**Exercise instructions**
Starting at the line that contains "[point] at the engine" and ending with the last line of the listing, rewrite every line, including the requests, and shift each pixel coordinate in the answers by -40.
--- start of Task input ---
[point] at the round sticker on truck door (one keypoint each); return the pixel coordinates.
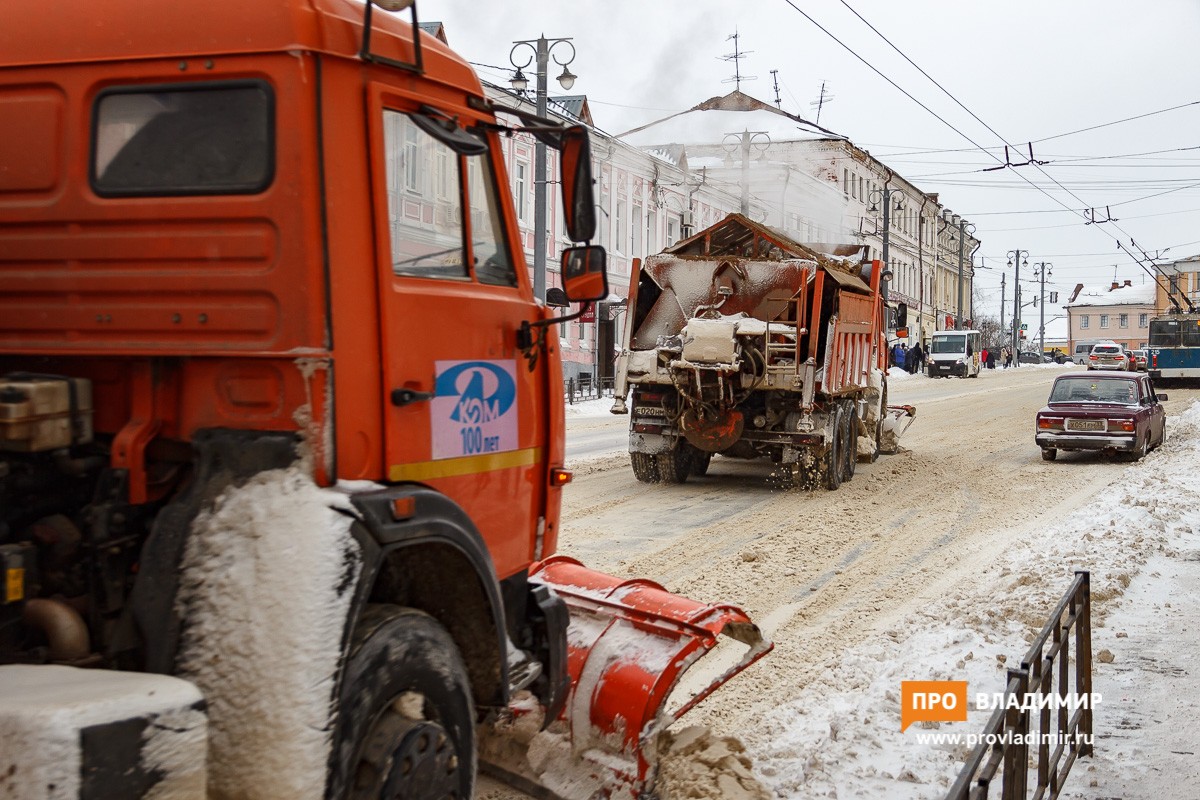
(474, 408)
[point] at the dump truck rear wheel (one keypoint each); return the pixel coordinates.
(832, 461)
(675, 464)
(850, 457)
(646, 467)
(406, 722)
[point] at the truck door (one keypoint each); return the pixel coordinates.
(465, 411)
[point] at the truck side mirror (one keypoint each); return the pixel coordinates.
(579, 199)
(585, 278)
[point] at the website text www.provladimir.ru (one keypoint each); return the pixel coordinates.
(936, 702)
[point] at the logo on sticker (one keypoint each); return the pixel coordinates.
(474, 408)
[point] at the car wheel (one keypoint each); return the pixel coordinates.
(406, 722)
(646, 467)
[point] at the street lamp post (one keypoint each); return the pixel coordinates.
(965, 229)
(1014, 258)
(540, 54)
(883, 197)
(1042, 271)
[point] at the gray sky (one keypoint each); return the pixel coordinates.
(1030, 71)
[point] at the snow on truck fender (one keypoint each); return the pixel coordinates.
(268, 579)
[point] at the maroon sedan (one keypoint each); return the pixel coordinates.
(1117, 413)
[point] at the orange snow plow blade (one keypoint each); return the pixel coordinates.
(629, 643)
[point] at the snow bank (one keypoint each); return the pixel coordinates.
(267, 583)
(841, 735)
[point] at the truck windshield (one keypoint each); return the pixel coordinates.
(431, 236)
(201, 139)
(948, 344)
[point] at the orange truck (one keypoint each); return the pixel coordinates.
(281, 425)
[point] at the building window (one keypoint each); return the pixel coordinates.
(618, 230)
(520, 190)
(635, 223)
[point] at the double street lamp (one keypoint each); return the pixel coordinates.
(540, 54)
(1014, 258)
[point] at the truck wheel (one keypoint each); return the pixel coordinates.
(646, 467)
(700, 462)
(406, 721)
(675, 464)
(850, 443)
(832, 461)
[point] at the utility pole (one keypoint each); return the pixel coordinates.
(1042, 271)
(1003, 294)
(965, 228)
(1014, 259)
(883, 197)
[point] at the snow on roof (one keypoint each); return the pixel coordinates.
(1133, 295)
(711, 126)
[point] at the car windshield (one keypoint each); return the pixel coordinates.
(1081, 390)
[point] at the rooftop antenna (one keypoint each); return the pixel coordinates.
(735, 56)
(819, 103)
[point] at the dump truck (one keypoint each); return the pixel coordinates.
(282, 427)
(745, 343)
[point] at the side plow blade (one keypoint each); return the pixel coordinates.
(629, 643)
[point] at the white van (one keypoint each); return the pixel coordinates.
(1083, 349)
(954, 353)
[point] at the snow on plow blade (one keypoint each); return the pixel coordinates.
(629, 643)
(895, 421)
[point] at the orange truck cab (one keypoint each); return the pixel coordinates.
(281, 427)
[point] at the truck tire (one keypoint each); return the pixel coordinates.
(406, 719)
(850, 443)
(676, 463)
(646, 467)
(832, 462)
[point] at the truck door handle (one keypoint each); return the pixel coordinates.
(406, 396)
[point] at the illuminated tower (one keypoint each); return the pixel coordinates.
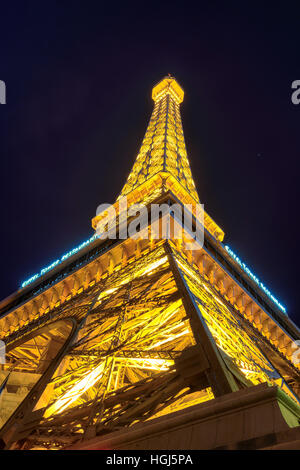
(143, 342)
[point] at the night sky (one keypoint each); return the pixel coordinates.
(79, 78)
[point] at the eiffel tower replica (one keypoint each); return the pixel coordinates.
(144, 343)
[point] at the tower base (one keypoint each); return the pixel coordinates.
(260, 417)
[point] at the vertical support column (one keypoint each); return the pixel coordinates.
(219, 376)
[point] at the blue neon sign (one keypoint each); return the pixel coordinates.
(58, 261)
(255, 278)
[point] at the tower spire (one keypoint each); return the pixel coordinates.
(163, 149)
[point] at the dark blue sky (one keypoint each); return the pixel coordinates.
(79, 78)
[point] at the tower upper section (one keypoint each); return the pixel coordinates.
(163, 149)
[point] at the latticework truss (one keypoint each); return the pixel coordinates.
(141, 327)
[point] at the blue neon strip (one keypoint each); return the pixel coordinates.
(58, 261)
(255, 278)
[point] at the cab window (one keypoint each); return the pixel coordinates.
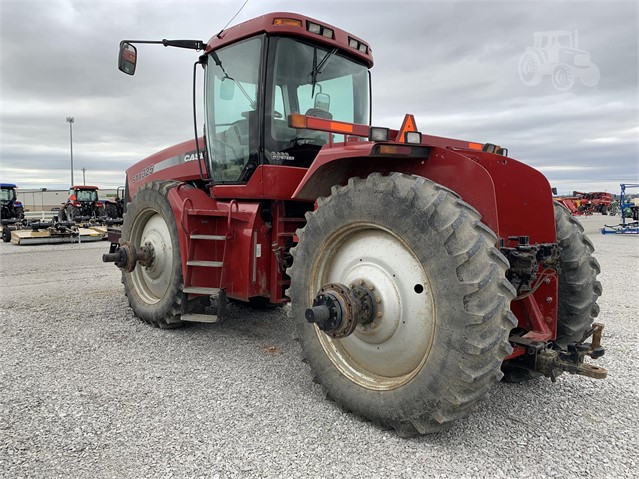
(232, 123)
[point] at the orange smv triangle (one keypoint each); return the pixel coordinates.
(407, 125)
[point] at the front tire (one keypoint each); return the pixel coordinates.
(444, 301)
(155, 291)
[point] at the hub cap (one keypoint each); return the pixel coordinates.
(151, 282)
(390, 350)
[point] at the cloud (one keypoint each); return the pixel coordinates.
(453, 65)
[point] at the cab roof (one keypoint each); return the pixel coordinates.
(267, 24)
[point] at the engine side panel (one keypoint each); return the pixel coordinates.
(174, 163)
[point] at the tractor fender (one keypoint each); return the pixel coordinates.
(196, 212)
(513, 198)
(468, 179)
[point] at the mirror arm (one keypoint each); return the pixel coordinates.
(190, 44)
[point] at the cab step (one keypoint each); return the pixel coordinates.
(206, 264)
(209, 237)
(201, 290)
(200, 318)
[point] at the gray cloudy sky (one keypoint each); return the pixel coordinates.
(454, 65)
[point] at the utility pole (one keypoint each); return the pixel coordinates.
(70, 120)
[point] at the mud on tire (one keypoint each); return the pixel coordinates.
(456, 322)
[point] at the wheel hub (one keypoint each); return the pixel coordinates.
(338, 310)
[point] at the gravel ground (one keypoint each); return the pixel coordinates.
(87, 390)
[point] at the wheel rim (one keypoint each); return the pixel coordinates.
(391, 350)
(151, 230)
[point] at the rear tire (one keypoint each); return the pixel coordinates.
(578, 285)
(438, 347)
(155, 292)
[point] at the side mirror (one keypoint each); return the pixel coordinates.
(128, 58)
(323, 101)
(227, 89)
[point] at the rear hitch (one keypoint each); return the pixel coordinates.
--- end of Task input ---
**Problem solution**
[point] at the engine side panel (one keypoint each); return the pixel coordinates.
(134, 123)
[point] at the tractor fender (one keypoint each); return the pixel coordinates.
(156, 172)
(473, 158)
(428, 139)
[point] at the mirror arm (one keypoint each); return the pixel coordinates.
(150, 4)
[point] at the cab step (one keypoint each); return the pixel coordinates.
(166, 224)
(169, 197)
(161, 250)
(160, 278)
[point] at the gray cloudy sky (one keypoint each); return the pixel coordinates.
(414, 25)
[point] at the utility pole (one keypoint each); return the pixel coordinates.
(30, 80)
[point] at the mud on tire (one keypoint each); return the pixel coordinates.
(416, 282)
[point] at the wheel hub (one keypoint each); return the pixel coordinates.
(298, 270)
[point] at the gravel ground (one keypoint each); return the pixel coordinates.
(47, 350)
[point] at the wheel rim (one keypoint each); return the pixel coordinates.
(351, 310)
(111, 190)
[point] at the rear tire (one keypoint each); return the pixel coordinates.
(538, 245)
(398, 307)
(115, 252)
[point] at the side mirror (one keypoint each); return the pixel coordinates.
(88, 18)
(283, 61)
(187, 49)
[point] at the rear hitch (one keypoint each); return the pixel coordinates.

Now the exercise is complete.